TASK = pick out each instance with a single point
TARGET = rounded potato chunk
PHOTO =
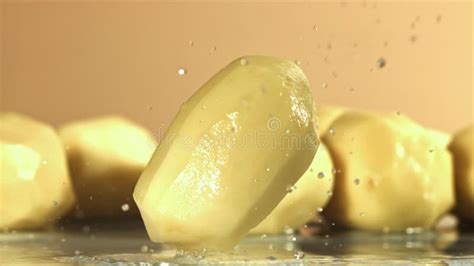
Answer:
(229, 155)
(309, 194)
(106, 156)
(462, 150)
(35, 189)
(394, 174)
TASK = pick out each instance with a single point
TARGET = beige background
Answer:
(62, 61)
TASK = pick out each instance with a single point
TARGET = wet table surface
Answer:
(128, 244)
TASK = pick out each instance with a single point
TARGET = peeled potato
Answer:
(462, 149)
(35, 189)
(106, 157)
(310, 193)
(229, 156)
(394, 173)
(326, 115)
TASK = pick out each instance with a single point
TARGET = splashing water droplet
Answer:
(125, 207)
(182, 71)
(288, 230)
(144, 248)
(299, 255)
(290, 189)
(381, 62)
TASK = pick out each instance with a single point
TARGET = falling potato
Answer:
(106, 157)
(306, 198)
(35, 189)
(229, 156)
(462, 150)
(394, 174)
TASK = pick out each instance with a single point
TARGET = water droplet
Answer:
(299, 255)
(213, 50)
(144, 248)
(290, 189)
(381, 62)
(182, 71)
(125, 207)
(86, 229)
(288, 230)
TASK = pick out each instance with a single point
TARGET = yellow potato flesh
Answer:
(462, 150)
(310, 194)
(106, 157)
(35, 189)
(394, 174)
(229, 155)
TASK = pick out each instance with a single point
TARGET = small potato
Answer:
(304, 199)
(462, 149)
(106, 157)
(35, 189)
(394, 174)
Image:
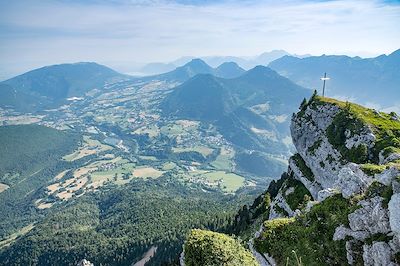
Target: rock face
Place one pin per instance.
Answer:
(309, 133)
(334, 157)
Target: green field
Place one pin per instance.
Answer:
(230, 181)
(224, 160)
(89, 147)
(205, 151)
(3, 187)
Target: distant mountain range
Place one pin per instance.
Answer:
(214, 61)
(252, 110)
(198, 66)
(371, 80)
(51, 85)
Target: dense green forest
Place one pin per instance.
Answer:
(30, 156)
(118, 224)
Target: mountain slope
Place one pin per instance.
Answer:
(53, 84)
(198, 66)
(30, 157)
(251, 110)
(338, 203)
(351, 77)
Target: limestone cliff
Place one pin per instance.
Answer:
(347, 159)
(339, 201)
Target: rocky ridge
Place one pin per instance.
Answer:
(338, 203)
(340, 155)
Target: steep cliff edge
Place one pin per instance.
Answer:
(339, 201)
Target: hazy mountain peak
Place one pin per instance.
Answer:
(229, 70)
(197, 63)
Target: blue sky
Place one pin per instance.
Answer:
(126, 33)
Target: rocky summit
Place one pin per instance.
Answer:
(338, 203)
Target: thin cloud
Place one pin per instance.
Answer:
(34, 33)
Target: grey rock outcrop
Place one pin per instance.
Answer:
(394, 213)
(324, 160)
(371, 217)
(378, 254)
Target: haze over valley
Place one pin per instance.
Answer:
(117, 148)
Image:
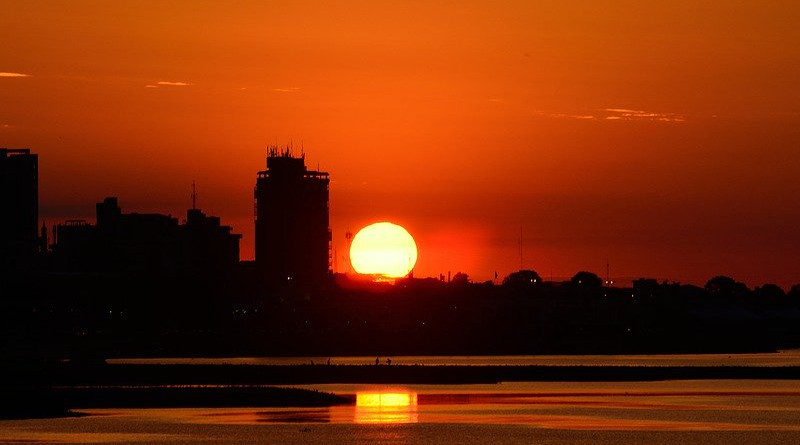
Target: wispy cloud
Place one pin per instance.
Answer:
(174, 84)
(14, 75)
(627, 114)
(616, 114)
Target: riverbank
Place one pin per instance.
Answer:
(74, 375)
(59, 401)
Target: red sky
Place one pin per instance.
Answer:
(663, 137)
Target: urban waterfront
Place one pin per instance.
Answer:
(711, 412)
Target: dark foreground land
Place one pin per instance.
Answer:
(153, 375)
(27, 402)
(233, 314)
(51, 390)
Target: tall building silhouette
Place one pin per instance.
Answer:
(19, 203)
(292, 229)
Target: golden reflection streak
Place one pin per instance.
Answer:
(386, 407)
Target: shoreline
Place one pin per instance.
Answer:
(97, 375)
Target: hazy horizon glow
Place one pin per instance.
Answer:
(660, 137)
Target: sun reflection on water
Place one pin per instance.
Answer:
(386, 407)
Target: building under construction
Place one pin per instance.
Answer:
(19, 206)
(292, 230)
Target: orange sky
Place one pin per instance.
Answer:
(663, 137)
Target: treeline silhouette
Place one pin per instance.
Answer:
(232, 312)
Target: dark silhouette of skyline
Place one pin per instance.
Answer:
(292, 220)
(19, 201)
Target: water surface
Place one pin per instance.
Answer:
(708, 412)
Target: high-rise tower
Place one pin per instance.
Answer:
(19, 205)
(292, 230)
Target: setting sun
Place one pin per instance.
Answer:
(384, 249)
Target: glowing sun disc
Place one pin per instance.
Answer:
(384, 249)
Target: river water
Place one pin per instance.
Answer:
(676, 412)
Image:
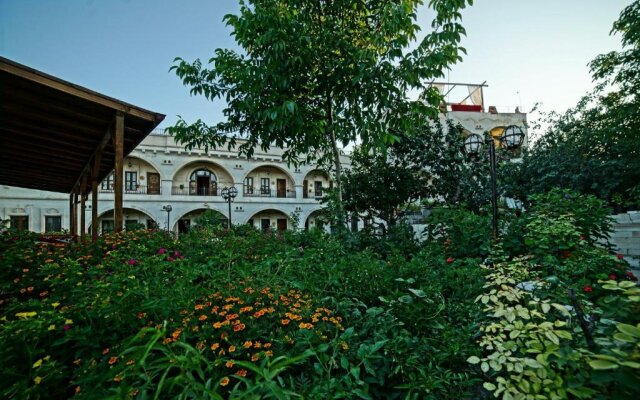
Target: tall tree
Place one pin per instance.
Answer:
(317, 74)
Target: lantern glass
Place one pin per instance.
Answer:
(473, 144)
(512, 137)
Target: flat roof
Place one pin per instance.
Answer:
(50, 129)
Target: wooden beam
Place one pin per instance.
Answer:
(95, 170)
(74, 90)
(118, 175)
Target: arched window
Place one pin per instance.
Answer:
(203, 182)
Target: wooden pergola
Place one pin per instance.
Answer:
(61, 137)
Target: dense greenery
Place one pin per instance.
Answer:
(593, 147)
(241, 314)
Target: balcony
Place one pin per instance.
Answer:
(134, 189)
(211, 190)
(268, 192)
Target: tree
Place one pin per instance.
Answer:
(317, 74)
(429, 164)
(594, 147)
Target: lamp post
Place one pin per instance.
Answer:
(511, 138)
(228, 194)
(168, 209)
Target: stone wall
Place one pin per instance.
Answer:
(626, 236)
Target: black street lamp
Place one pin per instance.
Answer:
(228, 194)
(168, 209)
(511, 138)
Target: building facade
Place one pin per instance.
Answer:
(160, 173)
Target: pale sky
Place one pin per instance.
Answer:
(527, 51)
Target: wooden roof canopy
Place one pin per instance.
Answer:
(51, 130)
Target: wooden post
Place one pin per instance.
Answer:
(74, 211)
(118, 144)
(83, 197)
(71, 216)
(94, 195)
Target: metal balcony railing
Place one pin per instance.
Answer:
(135, 189)
(268, 192)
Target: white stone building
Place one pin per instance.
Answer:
(159, 173)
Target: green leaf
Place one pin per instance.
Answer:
(603, 364)
(629, 330)
(473, 360)
(489, 386)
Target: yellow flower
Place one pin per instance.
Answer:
(27, 314)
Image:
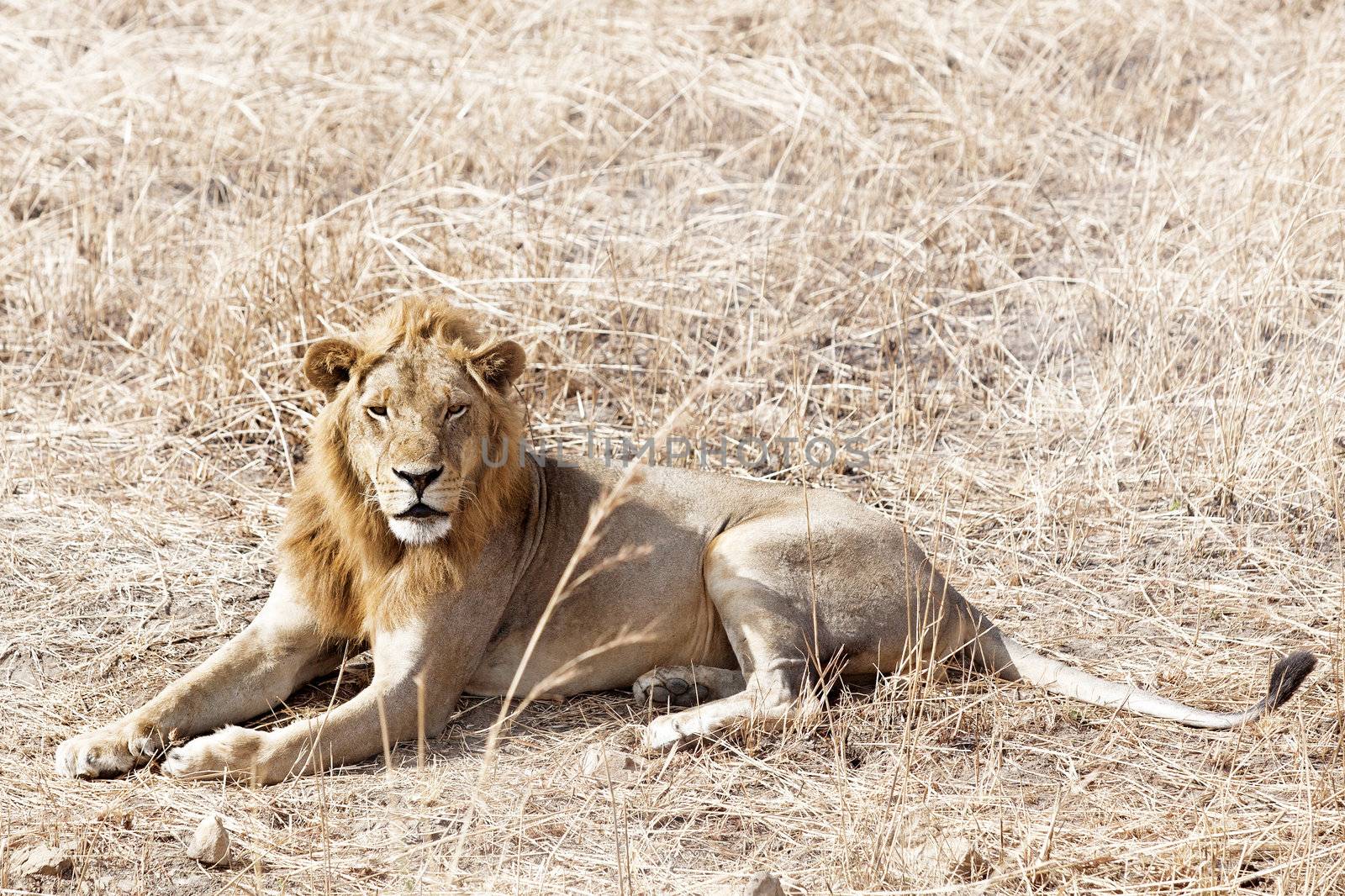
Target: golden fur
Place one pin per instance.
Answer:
(710, 593)
(336, 546)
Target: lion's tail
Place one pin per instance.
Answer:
(1010, 661)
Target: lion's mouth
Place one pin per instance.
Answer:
(420, 510)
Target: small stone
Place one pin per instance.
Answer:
(599, 762)
(44, 860)
(210, 844)
(764, 884)
(973, 867)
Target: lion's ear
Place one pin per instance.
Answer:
(501, 363)
(329, 362)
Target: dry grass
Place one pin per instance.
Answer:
(1073, 271)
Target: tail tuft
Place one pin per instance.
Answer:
(1288, 676)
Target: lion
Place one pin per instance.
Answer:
(417, 532)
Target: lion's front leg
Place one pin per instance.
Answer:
(246, 676)
(343, 735)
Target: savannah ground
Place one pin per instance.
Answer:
(1073, 272)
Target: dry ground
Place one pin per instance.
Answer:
(1071, 271)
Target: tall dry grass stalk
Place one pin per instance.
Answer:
(1073, 272)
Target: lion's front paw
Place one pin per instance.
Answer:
(670, 687)
(232, 752)
(107, 752)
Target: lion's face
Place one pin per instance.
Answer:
(417, 423)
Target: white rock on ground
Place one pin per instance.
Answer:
(599, 762)
(44, 860)
(210, 844)
(763, 884)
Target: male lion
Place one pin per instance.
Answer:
(407, 533)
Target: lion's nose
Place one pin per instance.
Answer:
(421, 481)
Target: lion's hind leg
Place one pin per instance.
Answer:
(768, 640)
(686, 687)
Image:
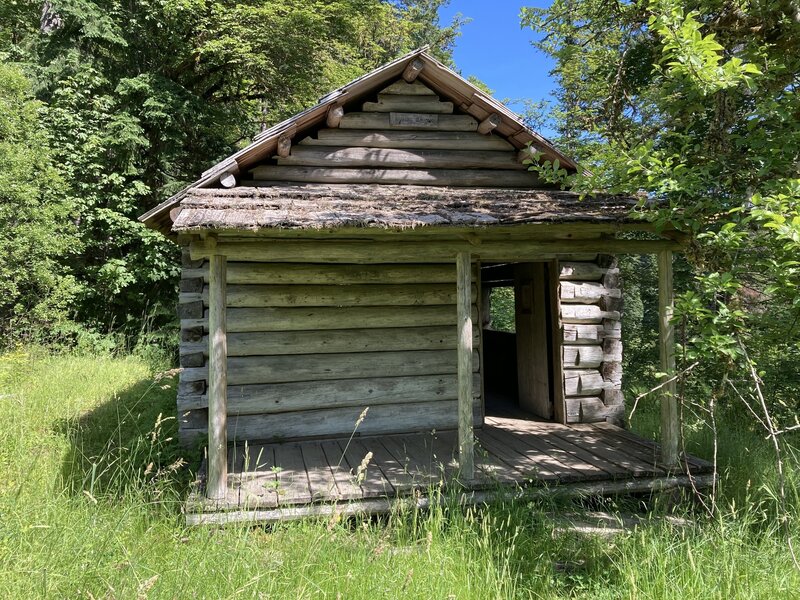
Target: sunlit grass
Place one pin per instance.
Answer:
(90, 506)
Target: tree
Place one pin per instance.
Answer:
(35, 292)
(141, 97)
(694, 107)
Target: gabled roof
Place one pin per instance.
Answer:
(449, 84)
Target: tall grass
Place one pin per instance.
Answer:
(91, 484)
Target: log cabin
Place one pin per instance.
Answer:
(337, 347)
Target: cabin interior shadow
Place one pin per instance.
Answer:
(517, 340)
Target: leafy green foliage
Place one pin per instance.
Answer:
(140, 97)
(501, 306)
(694, 107)
(35, 231)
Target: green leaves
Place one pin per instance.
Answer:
(692, 56)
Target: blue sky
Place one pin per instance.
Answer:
(495, 49)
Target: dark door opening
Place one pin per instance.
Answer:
(517, 339)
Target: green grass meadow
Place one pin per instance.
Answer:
(91, 484)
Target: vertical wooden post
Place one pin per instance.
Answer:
(466, 449)
(217, 482)
(557, 341)
(669, 403)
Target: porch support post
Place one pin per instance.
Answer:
(669, 402)
(217, 482)
(466, 449)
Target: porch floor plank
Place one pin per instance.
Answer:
(276, 481)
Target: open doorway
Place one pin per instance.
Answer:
(517, 317)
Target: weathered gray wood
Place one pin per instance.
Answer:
(308, 395)
(533, 356)
(423, 294)
(586, 292)
(217, 481)
(584, 314)
(338, 341)
(556, 341)
(422, 140)
(411, 103)
(335, 157)
(317, 367)
(427, 176)
(345, 484)
(582, 357)
(521, 449)
(670, 427)
(305, 274)
(546, 443)
(413, 69)
(293, 483)
(580, 382)
(466, 442)
(356, 120)
(373, 252)
(403, 88)
(320, 475)
(489, 123)
(585, 409)
(583, 334)
(329, 318)
(284, 146)
(227, 179)
(388, 418)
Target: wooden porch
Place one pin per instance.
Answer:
(514, 455)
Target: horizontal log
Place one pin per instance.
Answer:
(489, 124)
(585, 314)
(389, 418)
(410, 103)
(428, 176)
(190, 283)
(612, 349)
(421, 140)
(373, 252)
(592, 334)
(586, 292)
(412, 294)
(309, 395)
(302, 274)
(332, 318)
(588, 410)
(334, 342)
(582, 271)
(583, 334)
(584, 383)
(315, 367)
(403, 88)
(582, 357)
(384, 158)
(357, 120)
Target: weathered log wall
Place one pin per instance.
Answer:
(591, 301)
(311, 345)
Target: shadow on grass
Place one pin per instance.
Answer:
(127, 447)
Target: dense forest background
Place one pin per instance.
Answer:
(108, 107)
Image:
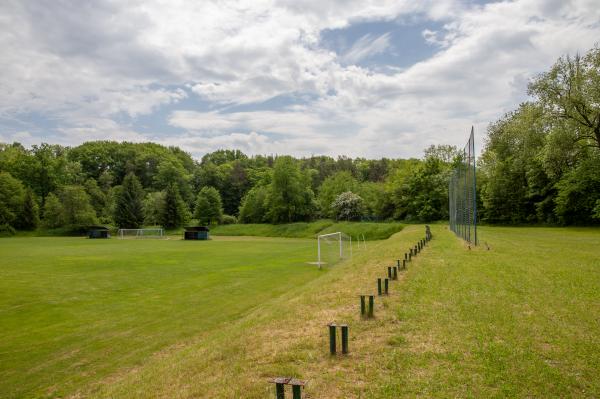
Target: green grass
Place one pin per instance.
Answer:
(519, 320)
(74, 310)
(371, 231)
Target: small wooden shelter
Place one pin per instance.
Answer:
(98, 232)
(196, 233)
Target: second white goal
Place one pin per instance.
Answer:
(333, 247)
(141, 233)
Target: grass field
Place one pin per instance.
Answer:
(371, 231)
(75, 311)
(520, 319)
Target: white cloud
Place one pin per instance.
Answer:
(82, 66)
(365, 47)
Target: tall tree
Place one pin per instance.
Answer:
(76, 207)
(30, 213)
(53, 212)
(209, 208)
(129, 208)
(571, 91)
(174, 212)
(253, 208)
(12, 195)
(348, 206)
(154, 203)
(290, 197)
(333, 186)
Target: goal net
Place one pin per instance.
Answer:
(141, 233)
(333, 247)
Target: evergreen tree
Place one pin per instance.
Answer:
(30, 214)
(253, 208)
(12, 195)
(153, 207)
(290, 197)
(129, 208)
(174, 212)
(53, 211)
(209, 208)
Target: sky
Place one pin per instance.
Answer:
(341, 77)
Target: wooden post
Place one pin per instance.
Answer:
(344, 338)
(332, 335)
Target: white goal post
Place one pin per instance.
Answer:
(342, 242)
(141, 233)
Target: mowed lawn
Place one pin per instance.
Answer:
(170, 319)
(74, 311)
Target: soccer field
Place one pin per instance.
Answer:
(217, 319)
(73, 310)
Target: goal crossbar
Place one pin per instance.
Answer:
(141, 233)
(340, 236)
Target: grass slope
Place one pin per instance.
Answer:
(518, 320)
(74, 311)
(371, 231)
(521, 319)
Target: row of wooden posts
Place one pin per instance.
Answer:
(365, 312)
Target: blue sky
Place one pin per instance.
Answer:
(342, 77)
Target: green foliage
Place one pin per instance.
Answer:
(53, 212)
(420, 193)
(290, 198)
(12, 197)
(97, 197)
(75, 206)
(348, 206)
(70, 207)
(129, 208)
(332, 187)
(371, 231)
(571, 91)
(579, 193)
(174, 212)
(228, 219)
(254, 205)
(209, 208)
(596, 210)
(154, 204)
(29, 217)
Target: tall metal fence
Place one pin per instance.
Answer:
(462, 195)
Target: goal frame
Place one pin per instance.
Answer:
(339, 235)
(138, 235)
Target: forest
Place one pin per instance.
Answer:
(540, 165)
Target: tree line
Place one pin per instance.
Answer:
(130, 185)
(540, 164)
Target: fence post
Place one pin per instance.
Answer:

■ Task prompt ■
Only the lines from the one that contains "Target: grass slope" through the last line should be repeated, each exactly as it stands, with both ends included.

■ Task output ■
Target: grass slope
Place one pin per instance.
Answer:
(518, 320)
(74, 311)
(371, 231)
(521, 319)
Target: row of wooden posts
Place one pin per instance.
Answer:
(365, 312)
Target: blue sky
Place one pin per instance.
Answer:
(342, 77)
Target: green foliage
Place one pin per instance.
Answer:
(53, 212)
(420, 193)
(290, 198)
(12, 197)
(97, 197)
(75, 206)
(348, 206)
(70, 207)
(129, 208)
(332, 187)
(371, 231)
(571, 91)
(579, 193)
(174, 212)
(228, 219)
(254, 205)
(209, 208)
(596, 210)
(154, 204)
(29, 217)
Target: tall metal fence
Place one pin per instance.
Answer:
(462, 195)
Target: goal frame
Place one pin per instance.
Answer:
(339, 235)
(138, 235)
Target: forest
Place one pin per instance.
Answer:
(540, 165)
Target: tree line
Place one pin per instance.
Answer:
(130, 185)
(540, 164)
Target: fence post
Place one pin per instance.
Answer:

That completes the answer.